→ RECORD EXTRACTS:
☆ ☆ ☆ ☆ ☆
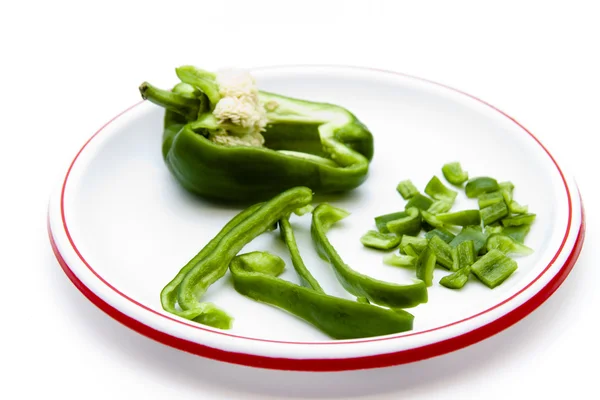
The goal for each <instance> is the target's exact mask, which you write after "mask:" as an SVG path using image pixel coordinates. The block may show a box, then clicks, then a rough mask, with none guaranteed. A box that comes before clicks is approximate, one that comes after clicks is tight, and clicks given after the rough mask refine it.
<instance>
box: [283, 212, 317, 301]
mask: <svg viewBox="0 0 600 400" xmlns="http://www.w3.org/2000/svg"><path fill="white" fill-rule="evenodd" d="M279 232H280V233H281V238H282V239H283V241H284V243H285V245H286V246H287V248H288V251H289V252H290V257H291V259H292V264H293V265H294V269H295V270H296V272H297V273H298V275H299V276H300V282H302V286H305V287H307V288H310V289H312V290H314V291H317V292H319V293H325V292H324V291H323V288H321V285H319V282H317V280H316V279H315V277H314V276H313V275H312V274H311V273H310V271H309V270H308V268H306V265H305V264H304V261H303V260H302V256H300V250H299V249H298V244H297V243H296V237H295V236H294V230H293V229H292V225H290V219H289V218H288V217H283V218H281V219H280V220H279Z"/></svg>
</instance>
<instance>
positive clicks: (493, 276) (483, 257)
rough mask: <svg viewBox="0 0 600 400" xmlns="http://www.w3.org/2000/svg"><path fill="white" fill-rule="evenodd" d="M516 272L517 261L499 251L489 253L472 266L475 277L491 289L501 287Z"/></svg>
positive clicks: (473, 272)
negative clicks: (513, 272)
mask: <svg viewBox="0 0 600 400" xmlns="http://www.w3.org/2000/svg"><path fill="white" fill-rule="evenodd" d="M516 270H517V263H516V261H515V260H513V259H511V258H509V257H507V256H506V255H504V253H502V252H501V251H500V250H497V249H492V250H490V251H488V252H487V253H486V254H485V255H484V256H482V257H481V258H480V259H479V260H477V261H475V263H474V264H473V265H472V266H471V271H473V273H474V274H475V276H477V278H479V280H480V281H481V282H483V283H485V285H486V286H487V287H489V288H490V289H493V288H495V287H496V286H498V285H500V284H501V283H502V282H504V281H505V280H506V279H507V278H508V277H509V276H510V275H512V273H513V272H515V271H516Z"/></svg>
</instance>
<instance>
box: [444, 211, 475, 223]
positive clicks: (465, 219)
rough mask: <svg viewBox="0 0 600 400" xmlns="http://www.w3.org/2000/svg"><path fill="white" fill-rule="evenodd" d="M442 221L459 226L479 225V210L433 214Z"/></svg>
mask: <svg viewBox="0 0 600 400" xmlns="http://www.w3.org/2000/svg"><path fill="white" fill-rule="evenodd" d="M435 217H436V218H437V219H438V220H439V221H442V223H446V224H451V225H460V226H469V225H479V224H480V223H481V214H480V212H479V210H461V211H456V212H453V213H442V214H438V215H436V216H435Z"/></svg>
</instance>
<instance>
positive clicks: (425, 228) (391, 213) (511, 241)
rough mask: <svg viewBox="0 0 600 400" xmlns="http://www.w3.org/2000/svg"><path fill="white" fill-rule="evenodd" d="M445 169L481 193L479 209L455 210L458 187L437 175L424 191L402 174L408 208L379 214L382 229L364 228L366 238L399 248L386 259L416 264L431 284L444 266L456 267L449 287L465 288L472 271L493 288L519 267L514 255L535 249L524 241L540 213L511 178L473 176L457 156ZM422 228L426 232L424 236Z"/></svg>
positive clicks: (450, 269)
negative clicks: (446, 182) (530, 206)
mask: <svg viewBox="0 0 600 400" xmlns="http://www.w3.org/2000/svg"><path fill="white" fill-rule="evenodd" d="M442 173H443V175H444V177H445V178H446V180H447V181H448V182H449V183H451V184H452V185H454V186H455V187H457V188H461V187H462V185H463V184H465V182H466V184H465V186H464V191H465V194H466V196H467V197H468V198H470V199H477V204H478V209H470V210H460V211H455V212H450V211H451V209H452V207H453V205H454V202H455V199H456V196H457V195H458V192H457V191H456V190H454V189H451V188H449V187H447V186H445V185H444V183H443V182H442V181H441V180H440V179H439V178H438V177H437V176H434V177H433V178H431V180H430V181H429V182H428V183H427V185H426V186H425V190H424V192H425V193H424V194H422V193H421V192H420V191H419V190H418V189H417V188H416V186H415V185H414V184H413V183H412V182H411V181H410V180H403V181H401V182H400V183H399V184H398V186H397V188H396V189H397V191H398V193H399V194H400V195H401V196H402V197H403V198H404V199H405V200H407V203H406V205H405V209H404V210H403V211H397V212H394V213H389V214H385V215H381V216H378V217H375V225H376V227H377V230H376V231H375V230H371V231H368V232H367V233H365V234H364V235H363V236H362V238H361V242H362V243H363V245H365V246H367V247H371V248H374V249H378V250H393V249H396V248H399V253H398V254H393V253H392V254H387V255H386V256H384V263H386V264H388V265H392V266H398V267H404V268H413V269H415V273H416V276H417V277H418V278H419V279H422V280H423V281H424V282H425V283H426V284H427V285H428V286H431V285H432V283H433V272H434V269H435V268H436V266H439V267H440V268H442V269H445V270H449V271H451V274H449V275H447V276H444V277H443V278H442V279H441V280H440V284H441V285H443V286H445V287H447V288H450V289H461V288H462V287H463V286H464V285H465V284H466V283H467V282H468V281H469V278H470V276H471V275H473V276H475V277H476V278H477V279H478V280H479V281H481V282H483V283H484V284H485V285H486V286H488V287H489V288H491V289H493V288H495V287H497V286H498V285H500V284H502V283H503V282H504V281H505V280H506V279H508V278H509V277H510V276H511V275H512V274H513V273H514V272H515V271H516V270H517V268H518V265H517V262H516V261H515V260H514V259H512V258H511V257H514V256H525V255H529V254H531V253H533V250H532V249H531V248H529V247H527V246H525V245H524V241H525V237H526V236H527V234H528V233H529V230H530V229H531V225H532V224H533V222H534V221H535V217H536V215H535V214H531V213H529V212H528V207H527V206H522V205H520V204H519V203H517V202H516V201H515V200H514V198H513V191H514V185H513V184H512V183H511V182H508V181H507V182H500V183H498V181H497V180H496V179H494V178H490V177H476V178H473V179H469V175H468V173H467V172H466V171H463V169H462V166H461V165H460V163H458V162H451V163H448V164H445V165H444V166H443V167H442ZM458 228H460V230H459V231H457V229H458ZM422 231H425V232H426V233H425V235H424V236H419V234H420V233H421V232H422Z"/></svg>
☆ ☆ ☆ ☆ ☆
→ WHAT TO WORK ON: In the data above, which lines lie between the line with "positive clicks: (493, 276) (483, 257)" and the line with "positive clicks: (425, 228)", inclusive? Print those lines exactly and nothing else.

→ ANSWER TO THE PROBLEM:
positive clicks: (493, 276) (483, 257)
rough mask: <svg viewBox="0 0 600 400" xmlns="http://www.w3.org/2000/svg"><path fill="white" fill-rule="evenodd" d="M516 272L517 261L499 251L489 253L472 266L475 277L491 289L501 287Z"/></svg>
positive clicks: (473, 272)
negative clicks: (513, 272)
mask: <svg viewBox="0 0 600 400" xmlns="http://www.w3.org/2000/svg"><path fill="white" fill-rule="evenodd" d="M516 270H517V263H516V261H515V260H513V259H511V258H509V257H507V256H506V255H504V253H502V252H501V251H500V250H497V249H492V250H490V251H488V252H487V253H486V254H485V255H484V256H482V257H481V258H480V259H479V260H477V261H475V263H474V264H473V265H472V266H471V271H473V273H474V274H475V276H477V278H479V280H480V281H481V282H483V283H485V285H486V286H487V287H489V288H490V289H493V288H495V287H496V286H498V285H500V284H501V283H502V282H504V281H505V280H506V279H507V278H508V277H509V276H510V275H512V273H513V272H515V271H516Z"/></svg>
</instance>
<instance>
box: [444, 211, 475, 223]
positive clicks: (465, 219)
rough mask: <svg viewBox="0 0 600 400" xmlns="http://www.w3.org/2000/svg"><path fill="white" fill-rule="evenodd" d="M442 221L459 226L479 225V210L433 214Z"/></svg>
mask: <svg viewBox="0 0 600 400" xmlns="http://www.w3.org/2000/svg"><path fill="white" fill-rule="evenodd" d="M435 217H436V218H437V219H438V220H439V221H442V223H446V224H451V225H460V226H469V225H479V224H480V223H481V214H480V212H479V210H461V211H456V212H453V213H442V214H438V215H436V216H435Z"/></svg>
</instance>
<instance>
positive clicks: (425, 228) (391, 213) (511, 241)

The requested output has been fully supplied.